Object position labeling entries
-- Start --
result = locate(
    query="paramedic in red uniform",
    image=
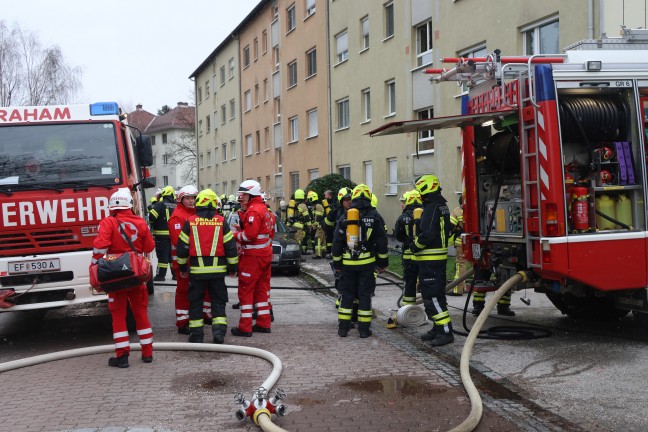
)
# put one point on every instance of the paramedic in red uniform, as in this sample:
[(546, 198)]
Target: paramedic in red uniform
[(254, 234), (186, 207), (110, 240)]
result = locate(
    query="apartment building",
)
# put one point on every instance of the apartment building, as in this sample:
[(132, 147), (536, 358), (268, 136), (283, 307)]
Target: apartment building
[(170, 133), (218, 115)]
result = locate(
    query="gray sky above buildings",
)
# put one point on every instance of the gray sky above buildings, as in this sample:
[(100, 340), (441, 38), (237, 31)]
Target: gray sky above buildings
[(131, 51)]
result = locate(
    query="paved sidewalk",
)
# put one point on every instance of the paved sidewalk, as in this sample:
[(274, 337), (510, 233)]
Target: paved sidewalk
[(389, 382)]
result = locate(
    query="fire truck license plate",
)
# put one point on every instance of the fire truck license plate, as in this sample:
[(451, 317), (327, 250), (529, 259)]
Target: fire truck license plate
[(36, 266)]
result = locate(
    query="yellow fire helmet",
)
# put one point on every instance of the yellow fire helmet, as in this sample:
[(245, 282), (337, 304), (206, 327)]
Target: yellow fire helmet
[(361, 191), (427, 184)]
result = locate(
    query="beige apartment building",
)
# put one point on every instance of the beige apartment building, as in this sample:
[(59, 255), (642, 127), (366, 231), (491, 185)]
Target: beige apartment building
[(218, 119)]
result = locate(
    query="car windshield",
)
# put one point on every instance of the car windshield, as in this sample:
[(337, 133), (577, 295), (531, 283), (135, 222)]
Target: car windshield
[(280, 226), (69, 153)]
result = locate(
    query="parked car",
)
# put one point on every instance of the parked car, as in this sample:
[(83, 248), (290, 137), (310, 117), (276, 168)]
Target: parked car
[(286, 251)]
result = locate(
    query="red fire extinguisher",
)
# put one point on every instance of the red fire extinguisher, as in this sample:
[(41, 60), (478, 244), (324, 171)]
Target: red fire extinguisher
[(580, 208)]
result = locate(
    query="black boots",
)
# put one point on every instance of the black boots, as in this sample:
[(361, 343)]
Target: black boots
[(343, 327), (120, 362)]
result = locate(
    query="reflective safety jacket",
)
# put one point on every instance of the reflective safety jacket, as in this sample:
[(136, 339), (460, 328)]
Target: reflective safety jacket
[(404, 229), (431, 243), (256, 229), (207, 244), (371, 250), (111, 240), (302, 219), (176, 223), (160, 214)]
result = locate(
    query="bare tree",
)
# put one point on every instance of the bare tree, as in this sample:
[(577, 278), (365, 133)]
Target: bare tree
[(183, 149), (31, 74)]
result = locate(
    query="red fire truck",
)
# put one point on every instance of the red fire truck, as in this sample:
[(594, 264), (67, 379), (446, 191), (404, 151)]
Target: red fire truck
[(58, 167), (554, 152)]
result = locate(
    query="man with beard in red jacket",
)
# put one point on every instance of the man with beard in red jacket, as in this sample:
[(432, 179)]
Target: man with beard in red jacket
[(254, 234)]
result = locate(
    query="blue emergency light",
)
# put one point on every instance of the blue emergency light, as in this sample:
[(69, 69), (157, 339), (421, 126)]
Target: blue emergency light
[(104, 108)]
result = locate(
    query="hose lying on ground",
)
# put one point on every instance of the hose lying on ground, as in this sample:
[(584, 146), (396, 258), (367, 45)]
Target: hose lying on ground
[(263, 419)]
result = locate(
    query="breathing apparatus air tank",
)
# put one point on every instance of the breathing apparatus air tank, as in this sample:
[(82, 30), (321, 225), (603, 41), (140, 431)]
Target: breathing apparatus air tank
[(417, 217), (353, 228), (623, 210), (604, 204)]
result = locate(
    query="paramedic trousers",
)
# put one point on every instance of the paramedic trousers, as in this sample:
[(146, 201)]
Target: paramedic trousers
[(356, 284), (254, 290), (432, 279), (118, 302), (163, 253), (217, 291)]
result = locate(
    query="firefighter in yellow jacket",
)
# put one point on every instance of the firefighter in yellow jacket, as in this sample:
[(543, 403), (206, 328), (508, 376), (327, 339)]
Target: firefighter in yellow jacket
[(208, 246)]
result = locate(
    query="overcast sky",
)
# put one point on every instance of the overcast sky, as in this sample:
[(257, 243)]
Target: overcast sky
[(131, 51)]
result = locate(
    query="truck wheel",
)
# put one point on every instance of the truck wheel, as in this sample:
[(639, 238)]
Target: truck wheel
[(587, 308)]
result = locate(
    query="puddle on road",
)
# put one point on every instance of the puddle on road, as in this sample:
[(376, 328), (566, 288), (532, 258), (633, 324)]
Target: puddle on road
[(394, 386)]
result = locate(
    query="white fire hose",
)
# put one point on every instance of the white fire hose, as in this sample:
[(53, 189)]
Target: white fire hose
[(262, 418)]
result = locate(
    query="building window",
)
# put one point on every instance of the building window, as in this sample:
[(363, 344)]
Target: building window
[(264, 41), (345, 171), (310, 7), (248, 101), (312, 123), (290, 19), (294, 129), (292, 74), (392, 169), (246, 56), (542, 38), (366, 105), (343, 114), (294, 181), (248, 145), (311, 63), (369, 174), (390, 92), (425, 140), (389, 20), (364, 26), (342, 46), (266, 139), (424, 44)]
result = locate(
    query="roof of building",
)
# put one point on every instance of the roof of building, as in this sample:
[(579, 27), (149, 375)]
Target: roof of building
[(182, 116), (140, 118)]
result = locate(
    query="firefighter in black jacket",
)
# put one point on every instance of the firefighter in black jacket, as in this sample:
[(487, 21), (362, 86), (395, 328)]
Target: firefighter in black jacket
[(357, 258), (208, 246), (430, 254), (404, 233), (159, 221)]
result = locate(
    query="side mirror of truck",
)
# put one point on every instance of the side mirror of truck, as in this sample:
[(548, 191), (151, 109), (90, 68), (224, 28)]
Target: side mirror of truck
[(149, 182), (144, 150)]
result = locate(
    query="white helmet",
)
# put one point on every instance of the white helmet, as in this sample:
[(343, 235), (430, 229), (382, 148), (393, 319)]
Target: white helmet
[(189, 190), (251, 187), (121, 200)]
-- End --
-- Start --
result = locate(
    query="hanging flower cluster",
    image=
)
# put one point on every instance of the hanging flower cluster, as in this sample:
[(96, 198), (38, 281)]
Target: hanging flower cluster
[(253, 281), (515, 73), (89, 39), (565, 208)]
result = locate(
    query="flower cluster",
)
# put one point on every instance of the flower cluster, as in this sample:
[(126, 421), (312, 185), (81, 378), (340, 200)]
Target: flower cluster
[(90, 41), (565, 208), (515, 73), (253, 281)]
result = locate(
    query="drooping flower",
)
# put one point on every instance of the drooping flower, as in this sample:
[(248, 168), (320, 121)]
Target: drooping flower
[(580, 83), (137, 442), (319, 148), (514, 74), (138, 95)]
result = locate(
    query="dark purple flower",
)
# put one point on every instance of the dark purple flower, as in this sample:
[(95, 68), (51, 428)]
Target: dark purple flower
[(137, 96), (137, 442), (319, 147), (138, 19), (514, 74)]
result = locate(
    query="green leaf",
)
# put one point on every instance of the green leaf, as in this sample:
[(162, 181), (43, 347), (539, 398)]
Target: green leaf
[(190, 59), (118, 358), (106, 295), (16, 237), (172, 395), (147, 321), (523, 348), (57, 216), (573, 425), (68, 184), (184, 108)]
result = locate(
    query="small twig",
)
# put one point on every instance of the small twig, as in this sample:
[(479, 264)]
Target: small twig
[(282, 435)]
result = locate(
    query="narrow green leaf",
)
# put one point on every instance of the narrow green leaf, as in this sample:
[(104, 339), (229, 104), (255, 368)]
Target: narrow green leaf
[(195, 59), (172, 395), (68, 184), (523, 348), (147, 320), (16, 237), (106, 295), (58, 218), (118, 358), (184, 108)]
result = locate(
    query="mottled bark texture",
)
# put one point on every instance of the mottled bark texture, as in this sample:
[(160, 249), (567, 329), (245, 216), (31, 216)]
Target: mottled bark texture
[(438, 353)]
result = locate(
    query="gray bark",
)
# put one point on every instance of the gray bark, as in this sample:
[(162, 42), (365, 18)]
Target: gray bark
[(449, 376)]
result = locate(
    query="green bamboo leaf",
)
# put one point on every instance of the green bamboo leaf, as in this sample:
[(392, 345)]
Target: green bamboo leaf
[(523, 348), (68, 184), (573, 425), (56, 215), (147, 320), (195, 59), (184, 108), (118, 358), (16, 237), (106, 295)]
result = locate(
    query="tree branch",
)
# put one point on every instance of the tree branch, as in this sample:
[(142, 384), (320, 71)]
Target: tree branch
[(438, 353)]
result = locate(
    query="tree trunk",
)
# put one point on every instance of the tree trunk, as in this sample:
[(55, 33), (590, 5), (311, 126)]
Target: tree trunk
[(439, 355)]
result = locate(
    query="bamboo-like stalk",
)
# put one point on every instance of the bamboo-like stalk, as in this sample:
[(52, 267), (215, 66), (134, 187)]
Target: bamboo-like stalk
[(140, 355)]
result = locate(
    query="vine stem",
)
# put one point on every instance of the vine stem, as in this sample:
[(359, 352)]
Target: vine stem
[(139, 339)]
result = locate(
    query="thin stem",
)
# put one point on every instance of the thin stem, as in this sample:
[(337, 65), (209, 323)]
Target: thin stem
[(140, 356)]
-- End --
PROBLEM REQUIREMENTS> Could you gather every line of the listing that contains the word "mottled"? Case matters.

FULL SOLUTION>
    query="mottled bark texture",
# put one point on every instance of the mottled bark texture, as in this sample:
Target: mottled bark texture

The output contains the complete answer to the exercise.